## BEGIN

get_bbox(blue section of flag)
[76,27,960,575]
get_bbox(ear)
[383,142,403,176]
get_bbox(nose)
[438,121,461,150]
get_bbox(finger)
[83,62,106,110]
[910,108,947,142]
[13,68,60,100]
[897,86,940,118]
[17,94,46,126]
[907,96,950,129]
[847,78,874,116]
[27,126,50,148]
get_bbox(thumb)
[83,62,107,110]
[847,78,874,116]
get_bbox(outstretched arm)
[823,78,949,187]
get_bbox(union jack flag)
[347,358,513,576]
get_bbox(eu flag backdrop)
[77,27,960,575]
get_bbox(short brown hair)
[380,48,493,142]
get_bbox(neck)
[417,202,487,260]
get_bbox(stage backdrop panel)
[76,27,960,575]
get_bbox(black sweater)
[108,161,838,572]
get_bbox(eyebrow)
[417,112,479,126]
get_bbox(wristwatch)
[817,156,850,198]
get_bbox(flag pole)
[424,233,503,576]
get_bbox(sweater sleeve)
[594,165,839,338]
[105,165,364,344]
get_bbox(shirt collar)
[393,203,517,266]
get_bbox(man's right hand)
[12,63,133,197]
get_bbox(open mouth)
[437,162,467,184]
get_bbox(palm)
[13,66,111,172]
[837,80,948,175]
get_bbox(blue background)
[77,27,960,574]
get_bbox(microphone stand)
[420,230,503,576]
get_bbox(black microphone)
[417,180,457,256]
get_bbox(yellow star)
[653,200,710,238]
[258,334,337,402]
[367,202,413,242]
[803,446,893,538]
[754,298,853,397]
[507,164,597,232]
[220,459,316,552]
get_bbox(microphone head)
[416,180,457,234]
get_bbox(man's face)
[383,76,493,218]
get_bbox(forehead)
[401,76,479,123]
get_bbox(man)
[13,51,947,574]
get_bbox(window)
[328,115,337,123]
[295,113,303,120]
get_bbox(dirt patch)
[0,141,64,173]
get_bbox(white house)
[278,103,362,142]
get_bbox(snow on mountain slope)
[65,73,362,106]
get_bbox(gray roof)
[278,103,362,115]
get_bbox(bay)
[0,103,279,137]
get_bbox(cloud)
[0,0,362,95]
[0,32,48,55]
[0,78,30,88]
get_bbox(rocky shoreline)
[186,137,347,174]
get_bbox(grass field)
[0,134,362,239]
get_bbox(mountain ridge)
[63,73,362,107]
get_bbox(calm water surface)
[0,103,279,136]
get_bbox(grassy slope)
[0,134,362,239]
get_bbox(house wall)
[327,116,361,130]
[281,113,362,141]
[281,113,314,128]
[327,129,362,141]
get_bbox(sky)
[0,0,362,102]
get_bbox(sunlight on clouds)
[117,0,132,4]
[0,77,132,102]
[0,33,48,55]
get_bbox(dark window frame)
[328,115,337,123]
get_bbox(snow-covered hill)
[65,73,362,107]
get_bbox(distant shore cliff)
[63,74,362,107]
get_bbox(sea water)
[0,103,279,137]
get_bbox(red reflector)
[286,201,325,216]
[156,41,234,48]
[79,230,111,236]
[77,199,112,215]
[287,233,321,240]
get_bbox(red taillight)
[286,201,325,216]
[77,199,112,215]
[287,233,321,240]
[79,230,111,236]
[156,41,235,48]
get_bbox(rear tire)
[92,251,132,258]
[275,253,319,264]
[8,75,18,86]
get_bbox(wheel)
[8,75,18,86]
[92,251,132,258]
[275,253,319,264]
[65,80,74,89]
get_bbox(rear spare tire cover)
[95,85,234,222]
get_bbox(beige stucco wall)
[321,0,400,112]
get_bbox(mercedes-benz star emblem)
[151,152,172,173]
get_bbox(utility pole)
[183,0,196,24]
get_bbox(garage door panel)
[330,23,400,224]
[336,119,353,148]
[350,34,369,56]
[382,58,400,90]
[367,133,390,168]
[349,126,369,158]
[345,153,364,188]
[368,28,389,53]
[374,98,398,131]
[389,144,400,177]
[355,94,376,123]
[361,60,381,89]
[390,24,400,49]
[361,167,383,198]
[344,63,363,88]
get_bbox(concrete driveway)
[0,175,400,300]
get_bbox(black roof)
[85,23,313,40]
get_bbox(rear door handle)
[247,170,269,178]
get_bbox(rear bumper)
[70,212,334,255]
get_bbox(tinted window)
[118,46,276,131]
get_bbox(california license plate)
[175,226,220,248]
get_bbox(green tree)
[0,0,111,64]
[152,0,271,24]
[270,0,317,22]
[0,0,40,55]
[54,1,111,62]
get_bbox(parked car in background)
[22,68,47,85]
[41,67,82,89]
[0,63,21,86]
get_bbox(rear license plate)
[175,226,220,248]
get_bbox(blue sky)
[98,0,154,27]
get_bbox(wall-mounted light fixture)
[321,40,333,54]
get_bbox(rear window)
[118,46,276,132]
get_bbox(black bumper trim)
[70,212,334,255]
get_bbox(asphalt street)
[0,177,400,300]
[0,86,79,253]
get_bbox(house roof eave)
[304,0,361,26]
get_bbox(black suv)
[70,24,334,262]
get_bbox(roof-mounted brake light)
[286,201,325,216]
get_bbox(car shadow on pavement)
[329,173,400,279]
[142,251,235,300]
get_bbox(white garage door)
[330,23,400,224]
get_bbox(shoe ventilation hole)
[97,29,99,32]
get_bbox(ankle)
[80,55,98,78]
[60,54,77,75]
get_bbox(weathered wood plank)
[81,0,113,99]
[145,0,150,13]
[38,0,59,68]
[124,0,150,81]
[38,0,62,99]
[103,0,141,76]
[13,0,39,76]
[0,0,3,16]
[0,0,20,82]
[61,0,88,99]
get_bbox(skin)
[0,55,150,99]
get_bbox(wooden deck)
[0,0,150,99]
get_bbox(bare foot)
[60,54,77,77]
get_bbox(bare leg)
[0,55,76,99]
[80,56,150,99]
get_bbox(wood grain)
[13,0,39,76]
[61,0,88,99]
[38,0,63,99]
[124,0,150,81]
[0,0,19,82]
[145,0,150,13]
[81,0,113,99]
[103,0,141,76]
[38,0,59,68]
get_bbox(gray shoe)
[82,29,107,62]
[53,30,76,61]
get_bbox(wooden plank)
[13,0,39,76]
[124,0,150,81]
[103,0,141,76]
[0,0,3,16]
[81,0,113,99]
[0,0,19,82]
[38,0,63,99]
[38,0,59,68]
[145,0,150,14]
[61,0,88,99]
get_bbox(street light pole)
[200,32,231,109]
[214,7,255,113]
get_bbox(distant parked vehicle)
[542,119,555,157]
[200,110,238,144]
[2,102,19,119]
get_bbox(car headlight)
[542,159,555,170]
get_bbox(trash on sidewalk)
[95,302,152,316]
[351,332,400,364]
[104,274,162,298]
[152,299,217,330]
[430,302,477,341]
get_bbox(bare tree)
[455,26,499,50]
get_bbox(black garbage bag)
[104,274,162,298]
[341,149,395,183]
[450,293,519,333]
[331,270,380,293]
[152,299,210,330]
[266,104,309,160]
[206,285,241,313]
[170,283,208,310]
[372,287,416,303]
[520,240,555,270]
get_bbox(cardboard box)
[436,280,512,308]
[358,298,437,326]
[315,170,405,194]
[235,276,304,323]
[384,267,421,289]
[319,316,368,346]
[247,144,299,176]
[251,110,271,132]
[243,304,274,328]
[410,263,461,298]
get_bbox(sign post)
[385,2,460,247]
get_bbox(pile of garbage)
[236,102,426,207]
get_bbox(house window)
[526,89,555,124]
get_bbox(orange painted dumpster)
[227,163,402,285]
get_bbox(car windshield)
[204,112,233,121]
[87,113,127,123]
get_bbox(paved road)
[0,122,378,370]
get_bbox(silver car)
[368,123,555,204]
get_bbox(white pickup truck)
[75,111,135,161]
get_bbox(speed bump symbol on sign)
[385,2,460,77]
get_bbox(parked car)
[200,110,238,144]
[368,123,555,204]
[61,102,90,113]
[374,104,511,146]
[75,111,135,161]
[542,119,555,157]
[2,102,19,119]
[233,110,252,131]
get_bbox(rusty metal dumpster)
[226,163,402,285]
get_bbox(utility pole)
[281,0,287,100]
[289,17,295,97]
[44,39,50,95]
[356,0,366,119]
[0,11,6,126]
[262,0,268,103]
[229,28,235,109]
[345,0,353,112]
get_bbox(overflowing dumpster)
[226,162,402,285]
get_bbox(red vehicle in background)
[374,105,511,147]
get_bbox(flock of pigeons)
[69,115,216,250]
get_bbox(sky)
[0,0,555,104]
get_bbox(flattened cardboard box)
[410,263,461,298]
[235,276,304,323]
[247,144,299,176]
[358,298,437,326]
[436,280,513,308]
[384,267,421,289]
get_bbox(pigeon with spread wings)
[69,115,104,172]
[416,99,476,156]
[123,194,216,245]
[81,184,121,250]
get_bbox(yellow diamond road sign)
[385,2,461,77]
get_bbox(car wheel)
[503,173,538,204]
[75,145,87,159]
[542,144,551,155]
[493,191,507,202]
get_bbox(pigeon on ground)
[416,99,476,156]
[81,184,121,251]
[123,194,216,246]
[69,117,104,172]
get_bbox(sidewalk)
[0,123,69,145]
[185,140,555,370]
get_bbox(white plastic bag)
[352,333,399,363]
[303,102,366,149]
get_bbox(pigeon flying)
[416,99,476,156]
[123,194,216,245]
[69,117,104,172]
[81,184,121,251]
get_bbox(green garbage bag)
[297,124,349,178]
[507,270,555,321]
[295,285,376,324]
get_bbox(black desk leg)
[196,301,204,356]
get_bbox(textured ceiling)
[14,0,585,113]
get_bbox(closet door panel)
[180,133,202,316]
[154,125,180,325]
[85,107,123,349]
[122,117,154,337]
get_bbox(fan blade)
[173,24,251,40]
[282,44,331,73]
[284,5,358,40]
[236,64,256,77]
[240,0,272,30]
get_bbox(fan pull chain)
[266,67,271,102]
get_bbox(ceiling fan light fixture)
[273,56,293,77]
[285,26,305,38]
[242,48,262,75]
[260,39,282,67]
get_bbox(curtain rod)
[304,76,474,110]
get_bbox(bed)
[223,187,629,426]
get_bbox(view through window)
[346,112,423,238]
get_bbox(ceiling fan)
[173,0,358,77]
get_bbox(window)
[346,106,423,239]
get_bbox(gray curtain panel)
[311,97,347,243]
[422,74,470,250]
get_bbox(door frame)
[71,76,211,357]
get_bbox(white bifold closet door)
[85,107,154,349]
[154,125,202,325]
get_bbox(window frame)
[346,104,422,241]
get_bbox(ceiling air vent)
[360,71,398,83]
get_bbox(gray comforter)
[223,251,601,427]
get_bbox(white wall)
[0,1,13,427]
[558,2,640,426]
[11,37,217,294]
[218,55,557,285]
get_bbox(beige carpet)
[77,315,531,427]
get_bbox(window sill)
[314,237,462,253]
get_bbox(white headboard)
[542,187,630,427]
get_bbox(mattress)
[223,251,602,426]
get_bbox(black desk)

## END

» **Exercise details**
Can you echo, unchanged, the entries between the line holding "get_bbox(ear)" and the line holding "[220,459,316,552]", inclusive?

» **Response**
get_bbox(ear)
[383,142,403,176]
get_bbox(nose)
[438,121,461,150]
get_bbox(finger)
[83,62,106,110]
[910,108,947,142]
[13,68,60,100]
[897,86,940,118]
[17,94,46,126]
[907,96,950,129]
[847,78,874,116]
[27,126,50,148]
get_bbox(thumb)
[83,62,107,110]
[847,78,874,116]
get_bbox(outstretched arm)
[823,78,949,187]
get_bbox(union jack flag)
[347,358,513,576]
get_bbox(eu flag backdrop)
[77,27,960,575]
get_bbox(short brown hair)
[380,48,493,142]
get_bbox(neck)
[417,202,487,260]
get_bbox(stage backdrop panel)
[76,27,960,575]
get_bbox(black sweater)
[108,161,838,572]
get_bbox(eyebrow)
[417,112,479,126]
get_bbox(wristwatch)
[817,156,850,198]
get_bbox(flag pole)
[424,233,503,576]
get_bbox(sweater sleeve)
[594,165,839,338]
[105,165,364,344]
get_bbox(shirt collar)
[393,203,517,266]
get_bbox(man's right hand)
[12,63,133,197]
get_bbox(open mouth)
[437,162,467,184]
get_bbox(palm)
[13,66,111,172]
[837,80,948,175]
get_bbox(blue background)
[77,27,960,574]
get_bbox(microphone stand)
[420,230,503,576]
get_bbox(black microphone)
[417,180,457,256]
get_bbox(yellow star)
[653,200,710,238]
[258,334,337,402]
[367,202,413,242]
[803,446,893,538]
[754,298,853,397]
[507,164,597,232]
[220,459,316,552]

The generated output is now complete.